» **PAGE EXCERPT**:

Americans love Asian culture and contributions. ‘But you do not value our lives.’
When I woke up to the news of the multiple murders in Atlanta, I was overwhelmed with emotions: sorrow, anger, confusion, outrage. But I was not surprised. In a country where anti-Asian American violence has spiked 150 percent to over 3,800 instances in the past year, and where violence against women and sex workers is endemic, this series of shootings was merely the highest profile acts of violence in recent history.
The killer, a 21-year-old white man, is not a lone wolf, any more than a member of the KKK or Proud Boys would be. He is a symptom, a manifestation of all the anti-immigrant, anti-woman, anti-sex worker sentiments of America. He is white supremacy and misogyny personified. To ignore that is to snip a weed without pulling it up at the root. The media and the police need to do a better job of calling out racist terrorism for what it is, instead of spending its energies and sympathies humanizing the murderer, focusing on his alleged sex addiction and how he “had a bad day.”
For those of you quick to shout, “It can’t happen here!” or “This is not who we are!” I hate to tell you that this is PRECISELY who we are. The blame can’t be placed solely on the recent racist incitement and lies about the “China Virus” from those in positions of power. America, since its inception, has been built on the exclusion, exploitation, and violence against immigrants, people of color, African Americans, and indigenous people, not to mention women, and LGBTQ+ people. This is the America where the Chinese built the railroads but were erased from the history of that monumental achievement and then banned from coming into this country. This is the America where 120,000 Americans of Japanese descent were imprisoned during WWII. This is the America that colonized and oppressed the Philippines for a half century. It is American mouths that spew “Chink” & “Jap” & “Gook.” It is American fists that beat old men and women in Chinatowns. It is American hands that shot and killed innocent women and men in massage parlors in Atlanta.

» **RECORD EXTRACTS**:
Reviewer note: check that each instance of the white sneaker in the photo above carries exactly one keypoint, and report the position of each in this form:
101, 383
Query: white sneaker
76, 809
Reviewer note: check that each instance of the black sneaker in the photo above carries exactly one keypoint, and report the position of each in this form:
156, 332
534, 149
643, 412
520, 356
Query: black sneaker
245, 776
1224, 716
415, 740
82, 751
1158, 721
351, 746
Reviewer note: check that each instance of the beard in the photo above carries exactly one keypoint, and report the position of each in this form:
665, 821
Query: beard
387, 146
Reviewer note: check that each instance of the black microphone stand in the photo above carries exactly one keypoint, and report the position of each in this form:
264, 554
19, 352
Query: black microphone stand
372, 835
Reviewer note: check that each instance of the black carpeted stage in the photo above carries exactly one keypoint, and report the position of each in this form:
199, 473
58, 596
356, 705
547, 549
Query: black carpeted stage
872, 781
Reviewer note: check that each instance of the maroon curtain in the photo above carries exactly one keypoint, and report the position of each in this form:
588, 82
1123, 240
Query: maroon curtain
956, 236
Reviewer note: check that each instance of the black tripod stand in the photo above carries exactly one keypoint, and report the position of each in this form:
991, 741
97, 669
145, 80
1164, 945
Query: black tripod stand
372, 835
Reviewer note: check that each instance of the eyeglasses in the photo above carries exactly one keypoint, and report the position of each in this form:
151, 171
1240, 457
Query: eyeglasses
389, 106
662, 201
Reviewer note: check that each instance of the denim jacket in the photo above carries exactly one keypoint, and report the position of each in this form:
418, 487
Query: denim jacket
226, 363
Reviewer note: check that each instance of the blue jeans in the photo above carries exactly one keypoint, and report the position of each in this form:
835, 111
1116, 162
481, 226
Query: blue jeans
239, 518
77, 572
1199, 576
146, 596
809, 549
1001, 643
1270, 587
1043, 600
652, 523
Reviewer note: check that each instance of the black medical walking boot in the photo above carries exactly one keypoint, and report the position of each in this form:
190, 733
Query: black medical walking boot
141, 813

---

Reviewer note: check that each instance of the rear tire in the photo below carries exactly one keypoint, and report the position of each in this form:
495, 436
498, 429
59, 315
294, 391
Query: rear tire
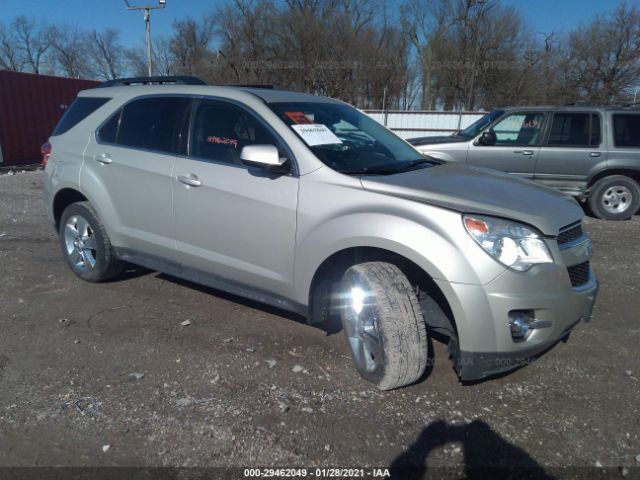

» **TASK SET**:
• 1. Render this sentence from the essay on anti-Asian violence in Spanish: "He is white supremacy and misogyny personified."
• 2. Carry on the essay on anti-Asian violence in America, picking up right after its last sentence.
The records can be set aside; they are not needed here.

» **YOUR WRITTEN ANSWERS**:
• 1. Él es la supremacía blanca y la misoginia personificadas.

• 2.
Meanwhile, you love us for our food, our movies, our martial arts, our anime, our labor, and all the scientific, literary, artistic, and cultural contributions Asian Americans have made to this country. But you do not value our lives. You listen to demagogues who spread lies, hate, and xenophobia. You insult us. You vandalize our homes & businesses. You beat us. You kill us.
As an Asian American, I’ve been somewhat inured to the daily microaggressions and small acts of casual racism encountered by folks like me. As someone in the hospitality industry, I work within the confines of the power dynamics of the server and the served. Most times I cannot call out that racism and othering. We suck it up and we go on.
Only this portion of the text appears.